**EXERCISE OBJECTIVE**
Output all of the records exactly as written.
◆ ◆ ◆
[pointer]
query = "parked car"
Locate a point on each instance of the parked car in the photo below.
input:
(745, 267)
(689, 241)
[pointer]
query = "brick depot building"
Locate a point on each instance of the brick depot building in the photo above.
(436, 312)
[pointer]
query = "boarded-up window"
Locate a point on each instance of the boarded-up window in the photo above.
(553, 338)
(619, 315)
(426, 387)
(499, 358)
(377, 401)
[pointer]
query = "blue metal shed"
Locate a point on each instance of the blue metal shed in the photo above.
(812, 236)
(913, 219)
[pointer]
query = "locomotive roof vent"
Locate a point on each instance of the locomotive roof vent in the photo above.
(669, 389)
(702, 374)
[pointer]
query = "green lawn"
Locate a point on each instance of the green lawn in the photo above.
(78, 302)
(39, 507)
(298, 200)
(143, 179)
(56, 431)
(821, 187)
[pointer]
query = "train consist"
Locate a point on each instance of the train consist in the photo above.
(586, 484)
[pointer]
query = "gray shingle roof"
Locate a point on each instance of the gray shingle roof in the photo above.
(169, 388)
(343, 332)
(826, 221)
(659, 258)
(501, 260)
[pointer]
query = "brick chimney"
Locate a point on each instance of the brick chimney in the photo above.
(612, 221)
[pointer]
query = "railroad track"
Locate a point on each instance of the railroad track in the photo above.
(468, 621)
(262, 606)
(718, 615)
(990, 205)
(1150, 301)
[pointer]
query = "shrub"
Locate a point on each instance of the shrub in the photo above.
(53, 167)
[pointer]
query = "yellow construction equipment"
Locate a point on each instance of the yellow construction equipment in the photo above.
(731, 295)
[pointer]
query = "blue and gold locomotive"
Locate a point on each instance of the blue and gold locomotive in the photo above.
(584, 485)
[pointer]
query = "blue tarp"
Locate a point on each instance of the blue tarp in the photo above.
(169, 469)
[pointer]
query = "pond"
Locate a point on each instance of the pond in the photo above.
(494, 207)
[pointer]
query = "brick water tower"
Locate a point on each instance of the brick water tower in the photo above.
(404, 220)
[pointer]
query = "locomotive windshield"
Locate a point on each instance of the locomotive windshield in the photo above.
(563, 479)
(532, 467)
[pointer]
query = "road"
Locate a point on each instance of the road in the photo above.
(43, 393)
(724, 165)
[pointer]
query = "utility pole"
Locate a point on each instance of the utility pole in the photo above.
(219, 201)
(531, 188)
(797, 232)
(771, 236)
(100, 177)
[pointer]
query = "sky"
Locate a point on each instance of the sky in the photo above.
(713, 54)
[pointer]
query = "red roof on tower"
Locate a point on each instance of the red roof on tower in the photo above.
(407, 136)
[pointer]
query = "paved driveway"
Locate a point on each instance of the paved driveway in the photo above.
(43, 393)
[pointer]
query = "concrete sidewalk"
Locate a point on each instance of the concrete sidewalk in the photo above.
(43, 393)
◆ ◆ ◆
**OUTPUT FOR THIS TASK**
[pointer]
query = "parked car"
Locate a point on each instance of the parked car in the photo below.
input:
(745, 267)
(689, 241)
[pointer]
query = "brick depot building"
Locate a point on each instance of the brick depot building in the photo above.
(436, 312)
[pointer]
query = "boarded-up window"
Locate a point on each instance of the boarded-up window in the photo above.
(553, 338)
(619, 315)
(426, 387)
(499, 358)
(377, 401)
[pointer]
query = "blue metal shed"
Locate a point on each instance of the blue metal shed in the photo above.
(812, 236)
(913, 219)
[pointer]
query = "locomotive roof vent"
Locate a point on each instance of the locomotive roof vent in the photo above.
(669, 389)
(702, 374)
[pointer]
query = "green lawn"
Locate a point on each instance of the green lawn in the photo above.
(78, 302)
(39, 507)
(298, 200)
(143, 179)
(56, 431)
(821, 187)
[pointer]
query = "train consist"
Locate a point on each instance of the train consist in the photo above.
(586, 484)
[pointer]
query = "gray shingle roof"
Locate a point on each instance of the gray shingle roof in the photo above.
(169, 388)
(343, 332)
(826, 221)
(659, 258)
(501, 260)
[pointer]
query = "brick chimney"
Locate a point on each instance of the brick chimney in the photo above.
(612, 221)
[pointer]
query = "railroad track"
Locate a point on each instance of the railroad track in the photo above.
(468, 621)
(262, 606)
(718, 615)
(990, 205)
(1150, 301)
[pointer]
query = "shrub"
Locate a point on each instance of the shrub in the photo above.
(53, 167)
[pointer]
query = "yellow construction equipment"
Locate a point on each instance of the yellow construction equipment in the photo above.
(731, 295)
[pointer]
query = "blue and gold locomotive"
Locate a point on each instance of the blue and gold locomotive in the photo above.
(584, 485)
[pointer]
query = "blue tarp"
Locate a point on each instance of the blue tarp in the photo above.
(169, 469)
[pointer]
query = "pond"
Locate a point on each instance of the pond in the photo above.
(494, 207)
[pointer]
query = "brick water tower"
Locate a point on each instance of the brick water tower in the photo above.
(404, 220)
[pointer]
query = "locomotive windshield"
Locate a point on each instance of the locomotive windshield in the photo above.
(563, 479)
(532, 467)
[pointer]
query = "road"
Locate a point on each instance of the road in the photo above.
(43, 393)
(724, 165)
[pointer]
query = "utility pole"
Locate a point on each instance of the utility pole in the photo above.
(219, 201)
(531, 188)
(797, 232)
(771, 236)
(100, 177)
[pointer]
query = "sky"
Locate a point on each instance of the sky in the photo above.
(713, 54)
[pointer]
query = "red roof on tower"
Locate a point on each instance of the red roof on tower in the photo above.
(407, 136)
[pointer]
query = "paved driveway"
Locate a point on each instance of the paved driveway in the photo above.
(43, 393)
[pointer]
query = "concrete sidewalk"
Locate a point on each instance of the concrete sidewalk in the photo above.
(43, 393)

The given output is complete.